** Begin **

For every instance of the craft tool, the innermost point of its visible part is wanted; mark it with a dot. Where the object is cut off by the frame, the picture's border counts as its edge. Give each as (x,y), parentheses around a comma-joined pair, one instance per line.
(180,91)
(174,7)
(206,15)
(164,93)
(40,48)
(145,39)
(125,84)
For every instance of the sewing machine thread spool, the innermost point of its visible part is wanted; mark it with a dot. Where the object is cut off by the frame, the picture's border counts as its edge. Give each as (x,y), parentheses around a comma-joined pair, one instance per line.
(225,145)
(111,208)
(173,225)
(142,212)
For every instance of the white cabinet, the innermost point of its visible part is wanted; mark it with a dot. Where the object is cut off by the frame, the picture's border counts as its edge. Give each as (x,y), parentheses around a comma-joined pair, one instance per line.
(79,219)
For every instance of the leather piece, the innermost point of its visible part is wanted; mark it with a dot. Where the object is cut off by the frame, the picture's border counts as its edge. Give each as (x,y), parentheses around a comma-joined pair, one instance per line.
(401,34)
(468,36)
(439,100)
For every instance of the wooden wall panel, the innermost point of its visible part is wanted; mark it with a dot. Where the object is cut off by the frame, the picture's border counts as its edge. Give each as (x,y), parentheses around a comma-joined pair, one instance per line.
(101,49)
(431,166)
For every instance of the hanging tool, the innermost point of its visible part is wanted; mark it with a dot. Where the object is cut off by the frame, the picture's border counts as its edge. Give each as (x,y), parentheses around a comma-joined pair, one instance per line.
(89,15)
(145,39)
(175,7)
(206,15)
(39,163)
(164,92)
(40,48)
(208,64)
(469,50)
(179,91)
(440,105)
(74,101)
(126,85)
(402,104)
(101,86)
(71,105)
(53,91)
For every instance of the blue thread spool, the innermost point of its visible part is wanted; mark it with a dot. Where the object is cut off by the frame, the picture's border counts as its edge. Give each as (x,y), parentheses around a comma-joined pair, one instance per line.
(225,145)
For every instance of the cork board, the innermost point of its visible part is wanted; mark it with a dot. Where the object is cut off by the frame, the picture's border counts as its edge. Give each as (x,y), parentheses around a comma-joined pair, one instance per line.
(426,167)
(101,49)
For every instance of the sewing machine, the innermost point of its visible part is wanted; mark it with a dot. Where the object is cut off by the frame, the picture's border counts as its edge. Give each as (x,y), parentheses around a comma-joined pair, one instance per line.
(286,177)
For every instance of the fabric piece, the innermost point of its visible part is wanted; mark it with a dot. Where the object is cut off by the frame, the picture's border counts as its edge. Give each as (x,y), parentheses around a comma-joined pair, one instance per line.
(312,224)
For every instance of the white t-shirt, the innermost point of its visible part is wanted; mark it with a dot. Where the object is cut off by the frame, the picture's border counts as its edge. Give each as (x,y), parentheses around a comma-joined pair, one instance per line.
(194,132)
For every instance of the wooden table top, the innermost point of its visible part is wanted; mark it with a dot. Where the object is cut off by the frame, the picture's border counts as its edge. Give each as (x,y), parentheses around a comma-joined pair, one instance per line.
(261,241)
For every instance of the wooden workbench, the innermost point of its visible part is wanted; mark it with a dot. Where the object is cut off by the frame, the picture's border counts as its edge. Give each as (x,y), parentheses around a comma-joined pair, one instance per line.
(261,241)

** End **
** Begin **

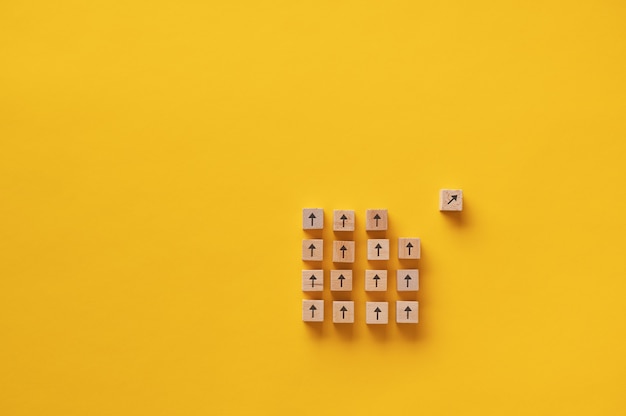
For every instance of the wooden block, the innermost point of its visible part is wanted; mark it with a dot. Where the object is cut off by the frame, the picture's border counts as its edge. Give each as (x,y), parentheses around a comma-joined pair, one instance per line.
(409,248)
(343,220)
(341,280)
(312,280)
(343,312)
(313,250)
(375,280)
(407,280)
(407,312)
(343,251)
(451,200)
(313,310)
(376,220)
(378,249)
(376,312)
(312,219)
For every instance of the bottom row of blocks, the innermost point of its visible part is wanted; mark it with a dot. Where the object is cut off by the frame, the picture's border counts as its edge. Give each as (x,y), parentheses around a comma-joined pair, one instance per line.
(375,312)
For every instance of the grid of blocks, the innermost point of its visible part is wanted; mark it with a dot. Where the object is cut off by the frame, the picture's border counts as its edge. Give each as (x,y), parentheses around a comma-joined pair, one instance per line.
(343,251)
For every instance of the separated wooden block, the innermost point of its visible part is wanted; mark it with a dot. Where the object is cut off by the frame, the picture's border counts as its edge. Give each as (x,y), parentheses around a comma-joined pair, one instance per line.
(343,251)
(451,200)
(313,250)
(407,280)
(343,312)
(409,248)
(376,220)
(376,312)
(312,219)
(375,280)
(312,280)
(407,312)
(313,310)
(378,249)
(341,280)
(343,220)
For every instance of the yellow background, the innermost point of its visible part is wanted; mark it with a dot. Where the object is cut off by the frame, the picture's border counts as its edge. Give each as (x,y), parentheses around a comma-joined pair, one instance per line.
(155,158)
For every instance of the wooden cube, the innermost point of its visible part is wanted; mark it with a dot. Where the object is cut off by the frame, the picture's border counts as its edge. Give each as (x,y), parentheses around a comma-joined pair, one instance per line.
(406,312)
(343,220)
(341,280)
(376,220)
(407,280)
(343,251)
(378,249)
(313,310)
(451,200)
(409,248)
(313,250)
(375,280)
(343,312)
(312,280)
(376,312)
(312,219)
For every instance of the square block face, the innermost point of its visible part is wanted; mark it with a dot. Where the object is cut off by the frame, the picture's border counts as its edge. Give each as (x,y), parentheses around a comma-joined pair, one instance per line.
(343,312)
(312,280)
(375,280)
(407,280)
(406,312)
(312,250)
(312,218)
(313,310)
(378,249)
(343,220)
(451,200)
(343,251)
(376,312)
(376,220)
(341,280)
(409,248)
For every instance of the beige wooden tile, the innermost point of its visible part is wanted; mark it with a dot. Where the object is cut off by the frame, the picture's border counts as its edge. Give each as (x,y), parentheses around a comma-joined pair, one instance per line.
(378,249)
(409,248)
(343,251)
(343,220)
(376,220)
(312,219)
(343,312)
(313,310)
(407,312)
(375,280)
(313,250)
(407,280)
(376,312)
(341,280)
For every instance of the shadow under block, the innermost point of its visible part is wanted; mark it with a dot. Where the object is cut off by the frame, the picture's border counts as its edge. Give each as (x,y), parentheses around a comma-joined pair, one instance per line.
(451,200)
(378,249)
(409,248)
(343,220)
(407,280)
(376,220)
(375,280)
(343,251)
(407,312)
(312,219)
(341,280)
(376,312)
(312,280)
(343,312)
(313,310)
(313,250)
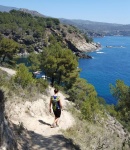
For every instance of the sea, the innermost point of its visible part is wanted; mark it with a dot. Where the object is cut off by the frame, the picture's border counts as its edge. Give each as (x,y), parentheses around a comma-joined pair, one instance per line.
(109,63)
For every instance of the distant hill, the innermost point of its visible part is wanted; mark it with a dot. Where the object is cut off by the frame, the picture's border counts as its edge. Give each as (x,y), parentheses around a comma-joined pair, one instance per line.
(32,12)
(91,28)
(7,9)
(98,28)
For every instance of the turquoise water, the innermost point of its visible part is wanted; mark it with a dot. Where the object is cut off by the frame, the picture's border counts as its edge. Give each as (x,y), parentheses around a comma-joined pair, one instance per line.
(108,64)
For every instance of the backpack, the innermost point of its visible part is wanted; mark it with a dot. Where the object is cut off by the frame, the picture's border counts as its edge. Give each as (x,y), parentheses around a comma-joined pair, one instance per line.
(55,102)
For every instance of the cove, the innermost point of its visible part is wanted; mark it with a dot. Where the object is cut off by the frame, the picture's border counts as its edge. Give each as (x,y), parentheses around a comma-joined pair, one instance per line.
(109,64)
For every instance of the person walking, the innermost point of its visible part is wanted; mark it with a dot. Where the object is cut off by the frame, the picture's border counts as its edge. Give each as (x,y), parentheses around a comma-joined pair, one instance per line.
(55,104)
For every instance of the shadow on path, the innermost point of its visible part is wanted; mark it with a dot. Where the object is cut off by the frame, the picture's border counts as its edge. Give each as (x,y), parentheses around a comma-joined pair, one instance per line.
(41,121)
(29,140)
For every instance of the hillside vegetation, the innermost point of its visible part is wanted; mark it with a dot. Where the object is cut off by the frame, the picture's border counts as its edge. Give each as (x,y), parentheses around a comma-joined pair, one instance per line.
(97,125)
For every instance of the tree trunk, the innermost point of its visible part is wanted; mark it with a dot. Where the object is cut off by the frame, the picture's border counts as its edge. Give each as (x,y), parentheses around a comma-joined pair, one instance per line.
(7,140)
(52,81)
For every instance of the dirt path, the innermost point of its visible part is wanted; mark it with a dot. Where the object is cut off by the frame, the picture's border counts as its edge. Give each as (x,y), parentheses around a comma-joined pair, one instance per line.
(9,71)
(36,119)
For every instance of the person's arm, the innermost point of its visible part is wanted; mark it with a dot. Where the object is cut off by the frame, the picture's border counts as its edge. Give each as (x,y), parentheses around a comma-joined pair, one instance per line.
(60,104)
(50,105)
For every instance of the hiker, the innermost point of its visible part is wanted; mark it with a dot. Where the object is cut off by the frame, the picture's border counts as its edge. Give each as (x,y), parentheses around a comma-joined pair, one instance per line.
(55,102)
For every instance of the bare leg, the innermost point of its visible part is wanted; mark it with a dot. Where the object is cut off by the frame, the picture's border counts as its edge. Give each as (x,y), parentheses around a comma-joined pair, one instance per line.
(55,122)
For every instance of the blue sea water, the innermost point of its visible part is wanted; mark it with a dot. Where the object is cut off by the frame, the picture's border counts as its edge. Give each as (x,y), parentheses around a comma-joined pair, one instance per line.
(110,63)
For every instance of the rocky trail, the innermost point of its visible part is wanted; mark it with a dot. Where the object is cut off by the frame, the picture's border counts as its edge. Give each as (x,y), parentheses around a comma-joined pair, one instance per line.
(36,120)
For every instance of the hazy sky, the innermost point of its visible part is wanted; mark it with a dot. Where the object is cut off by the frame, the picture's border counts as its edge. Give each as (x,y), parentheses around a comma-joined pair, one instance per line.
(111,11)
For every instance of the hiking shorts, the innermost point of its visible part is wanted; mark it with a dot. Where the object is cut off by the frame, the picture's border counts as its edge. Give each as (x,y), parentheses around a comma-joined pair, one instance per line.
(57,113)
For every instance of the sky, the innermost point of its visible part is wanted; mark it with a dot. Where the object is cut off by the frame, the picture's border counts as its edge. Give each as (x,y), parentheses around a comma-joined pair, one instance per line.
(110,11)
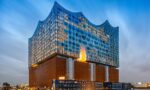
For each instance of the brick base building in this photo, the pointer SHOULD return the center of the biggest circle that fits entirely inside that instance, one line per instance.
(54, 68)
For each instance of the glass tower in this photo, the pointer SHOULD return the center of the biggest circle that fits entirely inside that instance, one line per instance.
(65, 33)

** End **

Exercise description - From the rows above, copy out every line that contains the string "fits", keeping only those lines. Case counts, so match capital and small letters exactly.

Finished exercise -
For each instance of the brick base building in this photo, the pointer SHOULD return the center of the biggest circle that fits entirely inside that instance, one line per instance.
For each instance of the glass tower in this photo, the pointer SHOULD return the center of the biggest circle that fits entirely inside that instance, one line per instance.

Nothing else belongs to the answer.